Start of Text segment
Different Types Of Ankle Sprains, Symptoms & Treatment Options
An ankle sprain is an injury that results from the twisting or rolling of the ankle in the wrong manner. Inappropriate movement of the ankle can allow the tough bands of fibrous tissues -- which we call ligaments – that hold the anklebone in place, to experience wear and tear due to the excessive movement. This causes the ligaments to move beyond their range of motion. Most ankle sprains occur when the ligaments on the outer side of the injured ankle are affected.
Identifying The Type Of Ankle Sprain
The 2 common types of ankle strains are inversion and eversion ankle sprains.
- Inversion sprain: This is the most common out of the three and typically occurs due to the outward rolling of the ankle and the inward turning of the foot. As a result, the outer ligaments (lateral ligament) of the ankle are stretched and torn.
Eversion sprain: Sometimes the ankle may roll inward and the foot may turn outward causing an eversion injury. An eversion injury damages the inner ligaments (medial ligament) of the ankle.
The severity of an ankle sprain can be divided into three:
Grade I sprain: This is very mild and no disability occurs. You can perform daily life activities. The injury usually takes 2 to 3 weeks to recover.
Grade II sprain: This is a moderate injury that may cause discomfort. Activities such as twisting of the ankle may have to be limited. The injury takes 3 to 6 weeks to recover.
- Grade III sprain: This is a very severe injury that may cause a lot of discomfort and pain. The injury may take 3 months to heal.
End of Text segment
Start of Recorded data
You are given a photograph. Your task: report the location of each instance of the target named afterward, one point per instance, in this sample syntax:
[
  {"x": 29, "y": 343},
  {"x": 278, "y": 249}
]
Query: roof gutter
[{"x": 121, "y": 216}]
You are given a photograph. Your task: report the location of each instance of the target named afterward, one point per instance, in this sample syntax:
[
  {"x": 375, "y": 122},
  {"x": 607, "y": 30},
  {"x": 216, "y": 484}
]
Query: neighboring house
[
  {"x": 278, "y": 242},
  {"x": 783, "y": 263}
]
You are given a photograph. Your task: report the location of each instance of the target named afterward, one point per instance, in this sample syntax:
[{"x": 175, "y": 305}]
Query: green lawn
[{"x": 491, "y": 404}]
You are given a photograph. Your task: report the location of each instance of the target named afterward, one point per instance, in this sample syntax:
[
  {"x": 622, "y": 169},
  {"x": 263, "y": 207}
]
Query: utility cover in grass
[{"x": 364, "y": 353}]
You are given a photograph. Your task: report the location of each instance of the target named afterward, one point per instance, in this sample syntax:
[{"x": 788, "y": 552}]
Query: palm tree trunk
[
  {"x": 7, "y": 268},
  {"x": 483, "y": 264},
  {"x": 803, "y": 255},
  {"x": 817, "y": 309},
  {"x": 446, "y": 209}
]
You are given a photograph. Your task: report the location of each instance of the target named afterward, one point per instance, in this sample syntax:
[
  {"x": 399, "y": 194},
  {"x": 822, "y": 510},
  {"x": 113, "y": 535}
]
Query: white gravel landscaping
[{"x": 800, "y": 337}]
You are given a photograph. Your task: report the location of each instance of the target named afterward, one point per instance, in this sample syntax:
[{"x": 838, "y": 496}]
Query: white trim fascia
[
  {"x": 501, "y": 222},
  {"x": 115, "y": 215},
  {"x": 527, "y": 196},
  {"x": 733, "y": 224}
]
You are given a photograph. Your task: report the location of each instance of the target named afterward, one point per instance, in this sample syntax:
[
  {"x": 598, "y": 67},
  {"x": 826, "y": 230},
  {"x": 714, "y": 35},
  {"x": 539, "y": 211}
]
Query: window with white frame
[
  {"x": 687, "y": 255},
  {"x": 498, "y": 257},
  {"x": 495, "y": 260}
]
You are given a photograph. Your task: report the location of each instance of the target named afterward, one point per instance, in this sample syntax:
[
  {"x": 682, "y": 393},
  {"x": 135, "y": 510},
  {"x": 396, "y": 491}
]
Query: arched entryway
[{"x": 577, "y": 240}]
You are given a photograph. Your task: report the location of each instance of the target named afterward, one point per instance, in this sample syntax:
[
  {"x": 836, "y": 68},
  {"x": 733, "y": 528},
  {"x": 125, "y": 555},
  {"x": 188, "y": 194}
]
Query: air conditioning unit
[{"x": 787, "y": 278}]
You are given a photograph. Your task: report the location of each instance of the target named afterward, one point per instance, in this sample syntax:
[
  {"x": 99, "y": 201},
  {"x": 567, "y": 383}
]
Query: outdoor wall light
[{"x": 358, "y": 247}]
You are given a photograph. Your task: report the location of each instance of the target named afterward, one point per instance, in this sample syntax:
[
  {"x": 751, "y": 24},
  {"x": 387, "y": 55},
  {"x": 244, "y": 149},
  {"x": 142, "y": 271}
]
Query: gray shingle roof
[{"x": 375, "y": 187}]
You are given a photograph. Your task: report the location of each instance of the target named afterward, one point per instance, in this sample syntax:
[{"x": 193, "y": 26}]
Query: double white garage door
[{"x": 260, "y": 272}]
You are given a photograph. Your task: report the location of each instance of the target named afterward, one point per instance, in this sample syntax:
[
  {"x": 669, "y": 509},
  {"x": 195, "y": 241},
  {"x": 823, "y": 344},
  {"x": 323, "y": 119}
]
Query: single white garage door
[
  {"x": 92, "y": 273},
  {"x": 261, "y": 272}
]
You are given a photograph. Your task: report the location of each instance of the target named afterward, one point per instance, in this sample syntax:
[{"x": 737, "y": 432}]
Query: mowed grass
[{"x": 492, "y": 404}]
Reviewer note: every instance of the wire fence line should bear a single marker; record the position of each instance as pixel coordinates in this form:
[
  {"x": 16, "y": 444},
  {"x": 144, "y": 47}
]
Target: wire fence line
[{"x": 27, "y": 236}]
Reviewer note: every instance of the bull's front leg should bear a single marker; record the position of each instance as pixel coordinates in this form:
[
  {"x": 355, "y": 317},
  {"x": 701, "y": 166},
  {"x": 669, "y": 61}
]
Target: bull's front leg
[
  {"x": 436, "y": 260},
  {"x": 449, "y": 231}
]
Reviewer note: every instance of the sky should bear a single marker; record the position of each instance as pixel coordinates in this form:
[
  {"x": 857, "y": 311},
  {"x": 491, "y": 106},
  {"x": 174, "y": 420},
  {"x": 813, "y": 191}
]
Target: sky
End of Recorded data
# Requirement 1
Answer these questions from the ankle sprain article.
(a) Which ligaments does an eversion injury damage?
(b) How long does a Grade II sprain take to recover?
(c) On which side of the injured ankle are the ligaments affected in most ankle sprains?
# Requirement 2
Do these statements agree with the ankle sprain article? Answer yes or no for each, and quote the words from the article that decide it.
(a) A Grade I sprain usually takes 2 to 3 weeks to recover.
(b) With a Grade I sprain, daily life activities have to be limited.
(c) Ligaments are tough bands of fibrous tissue.
# Requirement 3
Carry the ankle sprain article on from its last sentence.

# Expected answer 1
(a) The inner ligaments (medial ligament) of the ankle.
(b) 3 to 6 weeks.
(c) The outer side.

# Expected answer 2
(a) Yes: "The injury usually takes 2 to 3 weeks to recover."
(b) No: "You can perform daily life activities."
(c) Yes: "tough bands of fibrous tissues"

# Expected answer 3
Causes Of Ankle Sprains
Ankle sprains occur when a movement forces the ankle to budge from its original position, causing one or more ligaments to stretch or tear.
The following are some circumstances that may trigger an ankle sprain:
- Landing incorrectly on the foot after jumping
- Walking or running on uneven surfaces
- A fall that may cause the ankle to twist
Signs and symptoms
Signs and symptoms of an ankle sprain include:
- Pain and swelling while performing weight bearing activities
- Restricted range of motion
- A ‘pop’ or snap sound upon the onset of the injury
Treatment for ankle sprain normally depends on how severe the damage is. Conservative treatment methods and over-the counter medication may be sufficient to allow symptoms to subside, however, a medical evaluation is required to determine how severe the injury is.
Conservative treatment primarily involves the RICE treatment:
- Rest: It is important to avoid any type of physical activity that may trigger symptoms such as pain or swelling. However, it is recommended that you do not avoid all types of activity. Your foot requires enough rest to alleviate symptoms, but you can still exercise other muscles of your body to prevent de-conditioning. You can perform low-impact activities such as swimming or cycling that involve movement of the arm and the unaffected leg.
Ice: Prior to seeking medical help, it is important that you apply an ice pack right after the injury. Do this for 20 minutes, every 2 to 3 hours of the day. Cold compresses help in reducing pain, swelling and inflammation of the joint. If you have a chronic condition such as cardiovascular disease or diabetes, speak with your doctor before applying ice.
Compression: Compress the affected ankle with an elastic band to reduce swelling. You can also consider taping for the same purpose. Compression works by reducing the weight on the ankle so that it is effectively mobilized. Avoid wrapping the ankle too tightly as this may reduce circulation. Loosen the wrapping if you feel any pain or numbness of the foot. For mild to moderate ankle sprains, experts recommend using the McDavid Elastic Knee Sleeve 511 as it provides relief from symptoms. Whereas, for more severe injuries or grade III sprains, the McDavid Ultralight Laced Ankle Brace A195 that will prevent greater support and prevention of ankle rolling and recurrence of injury is more suitable.
- Elevation: Keep the ankle elevated above heart level while you rest to encourage circulation and diminish swelling.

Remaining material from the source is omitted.